** Opening DATA EXTRACTS block **

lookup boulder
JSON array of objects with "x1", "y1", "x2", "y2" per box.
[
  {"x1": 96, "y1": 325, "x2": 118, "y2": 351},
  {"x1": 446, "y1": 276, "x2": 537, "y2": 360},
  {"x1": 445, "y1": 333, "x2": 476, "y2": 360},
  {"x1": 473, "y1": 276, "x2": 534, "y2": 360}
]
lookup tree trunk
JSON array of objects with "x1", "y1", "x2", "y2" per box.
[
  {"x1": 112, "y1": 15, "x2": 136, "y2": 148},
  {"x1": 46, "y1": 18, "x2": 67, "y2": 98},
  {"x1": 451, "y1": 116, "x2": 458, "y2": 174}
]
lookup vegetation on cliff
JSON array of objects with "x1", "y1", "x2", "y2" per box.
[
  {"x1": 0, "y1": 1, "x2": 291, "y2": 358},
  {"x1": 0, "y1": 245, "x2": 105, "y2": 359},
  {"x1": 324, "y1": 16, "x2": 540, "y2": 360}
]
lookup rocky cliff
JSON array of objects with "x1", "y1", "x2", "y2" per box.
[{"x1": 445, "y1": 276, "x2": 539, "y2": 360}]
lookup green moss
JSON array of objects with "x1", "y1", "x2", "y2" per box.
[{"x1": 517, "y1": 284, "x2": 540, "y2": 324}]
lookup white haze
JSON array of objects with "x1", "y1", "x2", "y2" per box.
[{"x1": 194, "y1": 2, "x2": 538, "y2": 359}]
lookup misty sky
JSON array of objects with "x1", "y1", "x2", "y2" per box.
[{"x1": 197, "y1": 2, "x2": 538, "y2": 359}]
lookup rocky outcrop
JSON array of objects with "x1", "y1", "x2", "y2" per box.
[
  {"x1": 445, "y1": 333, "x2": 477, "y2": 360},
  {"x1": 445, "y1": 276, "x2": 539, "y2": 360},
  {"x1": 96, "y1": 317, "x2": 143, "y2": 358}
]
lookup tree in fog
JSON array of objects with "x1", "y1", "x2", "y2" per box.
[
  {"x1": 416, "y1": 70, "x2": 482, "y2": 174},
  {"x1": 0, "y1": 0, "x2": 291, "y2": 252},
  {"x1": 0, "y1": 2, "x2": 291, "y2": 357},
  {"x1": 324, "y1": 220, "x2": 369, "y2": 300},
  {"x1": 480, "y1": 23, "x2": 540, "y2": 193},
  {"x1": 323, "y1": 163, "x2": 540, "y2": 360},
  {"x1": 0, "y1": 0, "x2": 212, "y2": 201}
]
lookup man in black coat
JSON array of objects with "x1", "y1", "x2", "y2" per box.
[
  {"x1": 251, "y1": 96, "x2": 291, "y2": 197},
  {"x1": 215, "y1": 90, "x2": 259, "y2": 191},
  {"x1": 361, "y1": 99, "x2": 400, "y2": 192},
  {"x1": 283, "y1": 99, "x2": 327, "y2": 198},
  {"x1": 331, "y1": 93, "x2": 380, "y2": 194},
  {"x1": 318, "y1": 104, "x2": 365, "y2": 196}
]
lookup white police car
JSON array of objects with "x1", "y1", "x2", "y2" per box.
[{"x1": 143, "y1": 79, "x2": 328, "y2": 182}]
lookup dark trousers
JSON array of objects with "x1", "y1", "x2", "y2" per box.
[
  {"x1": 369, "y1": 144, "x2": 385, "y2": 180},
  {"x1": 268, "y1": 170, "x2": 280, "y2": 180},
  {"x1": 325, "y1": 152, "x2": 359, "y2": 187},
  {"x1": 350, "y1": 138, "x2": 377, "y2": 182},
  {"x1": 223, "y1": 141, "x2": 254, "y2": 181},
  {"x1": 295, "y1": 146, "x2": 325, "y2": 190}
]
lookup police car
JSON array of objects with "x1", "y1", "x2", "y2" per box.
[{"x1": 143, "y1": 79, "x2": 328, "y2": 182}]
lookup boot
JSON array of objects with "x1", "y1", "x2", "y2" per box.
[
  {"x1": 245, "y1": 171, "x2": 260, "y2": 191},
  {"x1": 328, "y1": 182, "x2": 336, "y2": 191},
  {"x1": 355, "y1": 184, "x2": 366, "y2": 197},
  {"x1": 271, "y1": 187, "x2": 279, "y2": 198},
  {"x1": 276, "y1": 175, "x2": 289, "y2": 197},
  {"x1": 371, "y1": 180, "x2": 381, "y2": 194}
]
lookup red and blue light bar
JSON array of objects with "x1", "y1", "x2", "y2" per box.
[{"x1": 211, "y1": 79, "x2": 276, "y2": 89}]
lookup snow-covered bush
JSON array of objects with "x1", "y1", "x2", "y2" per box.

** Closing DATA EXTRACTS block **

▶ [TASK STATEMENT]:
Please retype the records above starting with the line that contains "lookup snow-covered bush" and stopping after the last line, changing nothing.

▶ [ANSWER TO THIS TASK]:
lookup snow-covered bush
JSON array of objects with "x1", "y1", "x2", "y2" per box.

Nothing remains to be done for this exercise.